If a line in the listing carries the word "airport", return a copy of that line.

[Start of section]

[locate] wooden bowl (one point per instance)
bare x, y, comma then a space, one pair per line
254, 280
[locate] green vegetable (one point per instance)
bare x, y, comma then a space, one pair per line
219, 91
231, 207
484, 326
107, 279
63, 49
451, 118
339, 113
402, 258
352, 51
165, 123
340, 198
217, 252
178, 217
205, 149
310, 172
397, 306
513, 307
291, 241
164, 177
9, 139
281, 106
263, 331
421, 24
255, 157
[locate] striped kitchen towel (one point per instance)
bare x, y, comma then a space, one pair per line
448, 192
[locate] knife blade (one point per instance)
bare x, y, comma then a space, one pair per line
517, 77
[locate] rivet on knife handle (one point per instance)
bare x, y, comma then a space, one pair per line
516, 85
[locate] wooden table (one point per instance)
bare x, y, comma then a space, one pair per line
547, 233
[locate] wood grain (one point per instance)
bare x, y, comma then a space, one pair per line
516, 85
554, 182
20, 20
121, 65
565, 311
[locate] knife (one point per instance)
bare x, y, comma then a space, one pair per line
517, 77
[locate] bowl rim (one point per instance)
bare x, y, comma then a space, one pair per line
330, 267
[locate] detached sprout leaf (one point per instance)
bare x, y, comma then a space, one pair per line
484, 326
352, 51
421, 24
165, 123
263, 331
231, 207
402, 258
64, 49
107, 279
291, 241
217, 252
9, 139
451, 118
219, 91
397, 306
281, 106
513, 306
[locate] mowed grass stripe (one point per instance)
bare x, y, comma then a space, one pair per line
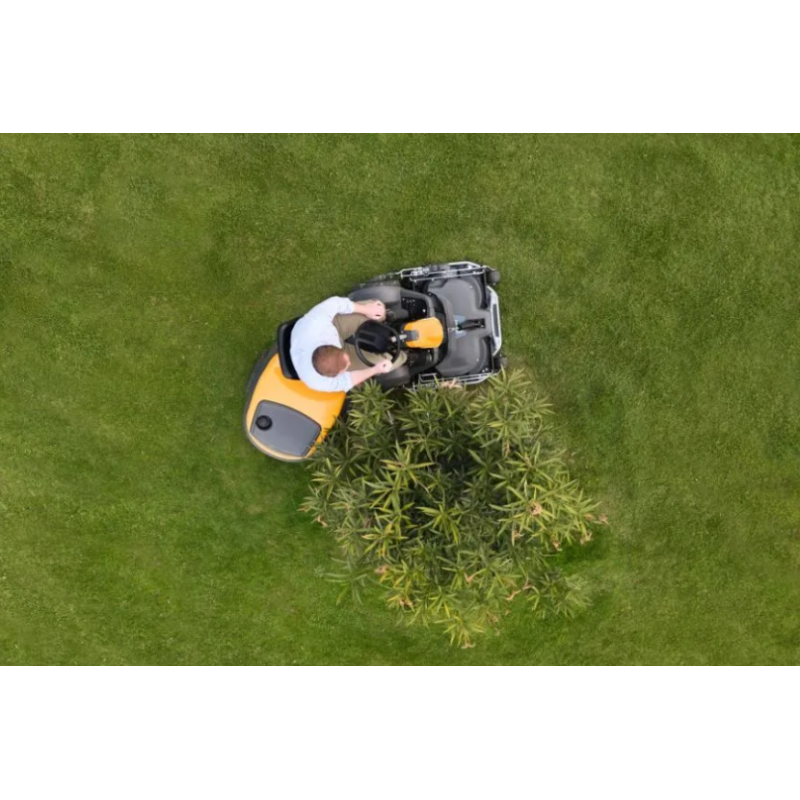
649, 284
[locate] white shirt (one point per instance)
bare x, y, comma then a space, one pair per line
312, 331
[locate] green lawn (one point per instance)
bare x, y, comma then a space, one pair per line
650, 285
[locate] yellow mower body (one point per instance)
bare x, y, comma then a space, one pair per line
430, 333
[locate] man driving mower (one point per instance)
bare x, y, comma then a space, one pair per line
322, 349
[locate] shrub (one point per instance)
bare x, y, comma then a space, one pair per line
454, 502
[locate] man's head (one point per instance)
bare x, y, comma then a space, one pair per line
330, 361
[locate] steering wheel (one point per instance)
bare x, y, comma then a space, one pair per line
379, 336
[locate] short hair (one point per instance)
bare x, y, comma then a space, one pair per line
328, 360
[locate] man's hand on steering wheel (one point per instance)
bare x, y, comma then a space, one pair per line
375, 309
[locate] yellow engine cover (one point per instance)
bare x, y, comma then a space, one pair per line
431, 332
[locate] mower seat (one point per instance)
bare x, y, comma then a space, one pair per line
284, 347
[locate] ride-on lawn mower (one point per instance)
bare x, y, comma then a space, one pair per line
444, 317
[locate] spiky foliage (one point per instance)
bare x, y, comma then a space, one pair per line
454, 502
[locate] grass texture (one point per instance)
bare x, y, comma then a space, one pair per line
650, 287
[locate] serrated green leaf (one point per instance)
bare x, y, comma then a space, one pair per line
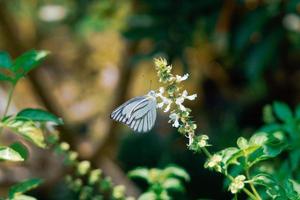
21, 149
7, 153
242, 143
142, 173
35, 136
268, 116
283, 111
177, 172
227, 154
273, 188
39, 115
259, 138
242, 153
23, 187
28, 61
5, 60
27, 129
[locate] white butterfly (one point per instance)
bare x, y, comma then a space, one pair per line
138, 113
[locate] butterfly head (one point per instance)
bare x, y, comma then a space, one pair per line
151, 93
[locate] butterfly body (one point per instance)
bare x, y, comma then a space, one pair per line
138, 113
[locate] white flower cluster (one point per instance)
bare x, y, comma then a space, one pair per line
237, 184
166, 102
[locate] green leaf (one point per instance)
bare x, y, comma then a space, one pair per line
39, 115
273, 188
8, 153
177, 172
259, 138
227, 154
242, 143
4, 77
5, 61
21, 149
268, 116
28, 61
283, 112
27, 129
142, 173
35, 136
296, 186
173, 184
23, 187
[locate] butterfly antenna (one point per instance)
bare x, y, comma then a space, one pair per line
150, 85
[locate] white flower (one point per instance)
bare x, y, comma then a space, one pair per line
179, 101
181, 78
164, 100
203, 141
214, 162
189, 97
175, 119
191, 138
237, 184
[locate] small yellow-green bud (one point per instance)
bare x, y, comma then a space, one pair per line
83, 167
64, 146
95, 176
237, 184
73, 155
119, 191
77, 184
214, 162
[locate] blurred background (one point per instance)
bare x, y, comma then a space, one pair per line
240, 54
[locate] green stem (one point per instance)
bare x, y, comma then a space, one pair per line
206, 152
252, 186
252, 196
11, 92
235, 197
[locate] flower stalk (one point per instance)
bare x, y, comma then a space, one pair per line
171, 98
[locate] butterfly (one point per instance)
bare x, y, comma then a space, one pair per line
138, 113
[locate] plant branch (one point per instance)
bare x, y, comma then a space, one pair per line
11, 92
252, 186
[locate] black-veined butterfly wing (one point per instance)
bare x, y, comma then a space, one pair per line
138, 113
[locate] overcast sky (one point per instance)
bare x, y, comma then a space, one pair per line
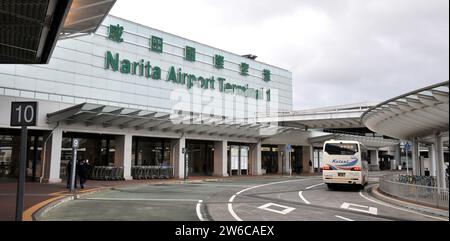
339, 51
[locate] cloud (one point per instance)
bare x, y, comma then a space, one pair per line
338, 51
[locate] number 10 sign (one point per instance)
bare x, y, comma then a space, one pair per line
23, 113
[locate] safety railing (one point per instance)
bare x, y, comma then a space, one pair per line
107, 173
152, 172
400, 187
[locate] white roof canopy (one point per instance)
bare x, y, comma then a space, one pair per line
416, 114
180, 122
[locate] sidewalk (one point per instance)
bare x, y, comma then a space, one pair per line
36, 193
378, 194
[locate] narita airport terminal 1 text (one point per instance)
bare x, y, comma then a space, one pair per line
145, 69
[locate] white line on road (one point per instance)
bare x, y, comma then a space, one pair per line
402, 209
230, 209
360, 208
141, 199
285, 210
315, 186
303, 198
344, 218
198, 210
230, 201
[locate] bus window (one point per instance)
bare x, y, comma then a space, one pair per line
341, 149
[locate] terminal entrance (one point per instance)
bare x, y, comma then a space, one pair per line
98, 149
297, 160
151, 151
200, 157
238, 159
9, 154
269, 162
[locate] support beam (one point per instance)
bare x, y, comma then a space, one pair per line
221, 158
122, 156
178, 156
439, 156
415, 156
255, 159
53, 157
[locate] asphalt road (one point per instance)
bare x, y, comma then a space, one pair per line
249, 199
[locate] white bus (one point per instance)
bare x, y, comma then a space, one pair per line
345, 162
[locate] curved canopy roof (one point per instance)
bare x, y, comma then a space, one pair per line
416, 114
343, 116
177, 122
29, 29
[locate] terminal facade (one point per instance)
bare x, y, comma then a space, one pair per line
137, 96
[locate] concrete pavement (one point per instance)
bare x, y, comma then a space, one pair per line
249, 199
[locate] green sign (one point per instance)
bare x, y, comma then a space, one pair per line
115, 33
244, 69
189, 54
219, 61
266, 75
178, 76
156, 44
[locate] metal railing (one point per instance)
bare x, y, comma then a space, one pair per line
152, 172
422, 194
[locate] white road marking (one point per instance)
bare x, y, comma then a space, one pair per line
140, 199
303, 198
230, 201
360, 208
230, 209
198, 208
398, 208
315, 186
284, 212
344, 218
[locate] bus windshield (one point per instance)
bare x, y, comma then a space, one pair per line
341, 149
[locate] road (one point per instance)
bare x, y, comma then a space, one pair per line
249, 199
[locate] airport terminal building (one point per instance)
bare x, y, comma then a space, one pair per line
136, 96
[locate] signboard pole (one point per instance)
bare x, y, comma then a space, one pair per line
407, 147
22, 173
74, 164
23, 114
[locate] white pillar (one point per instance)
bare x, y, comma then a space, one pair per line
283, 160
53, 157
256, 156
178, 156
122, 156
439, 156
374, 161
415, 157
220, 158
432, 158
281, 157
398, 158
311, 158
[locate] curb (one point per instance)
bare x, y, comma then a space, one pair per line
37, 215
377, 193
52, 203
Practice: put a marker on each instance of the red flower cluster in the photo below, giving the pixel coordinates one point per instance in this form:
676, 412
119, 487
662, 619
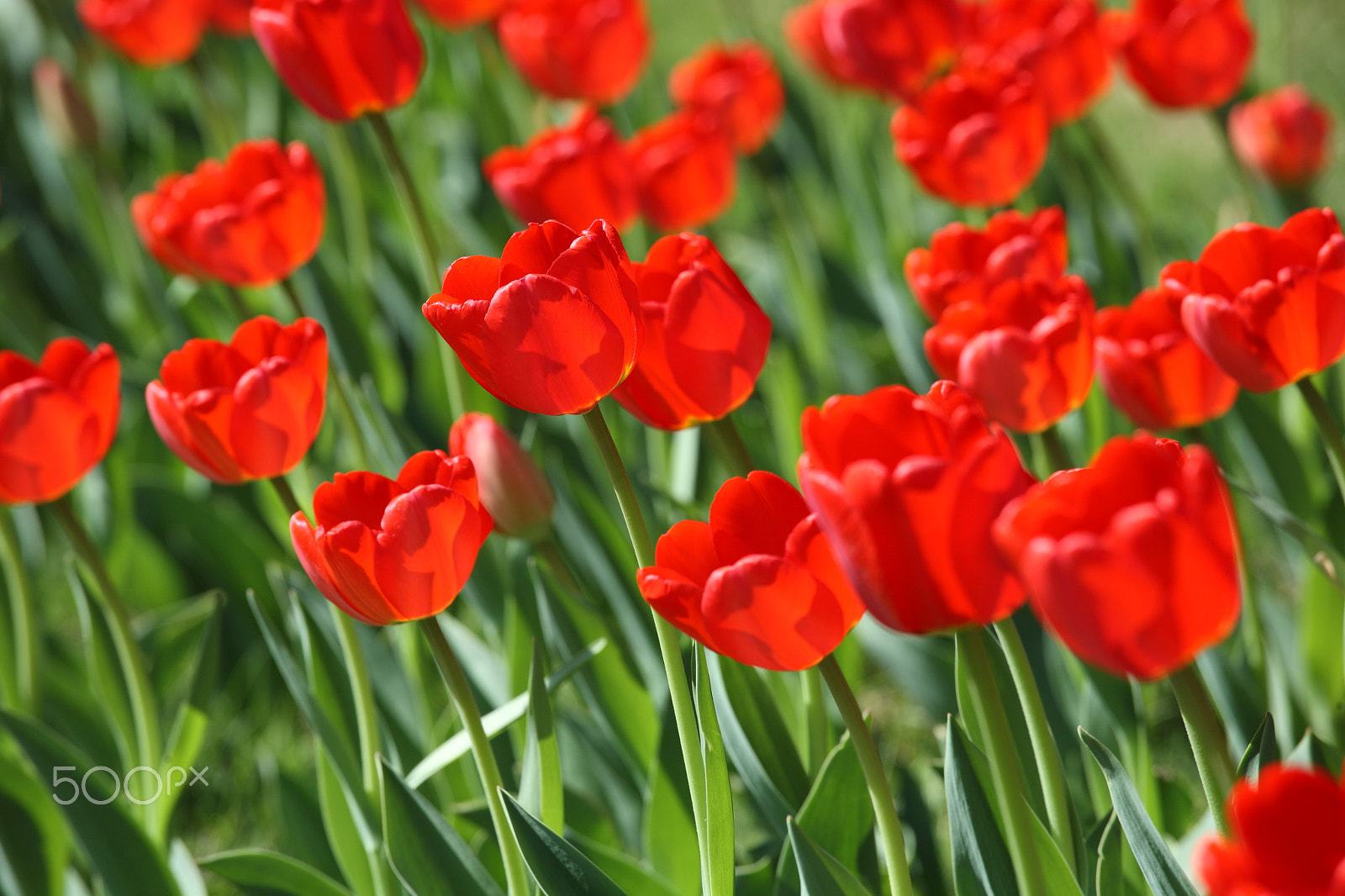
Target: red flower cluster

[End of section]

Exercise solution
[locate] narita airport terminal 1 text (one point per instance)
[locate] airport terminal building (one point per instance)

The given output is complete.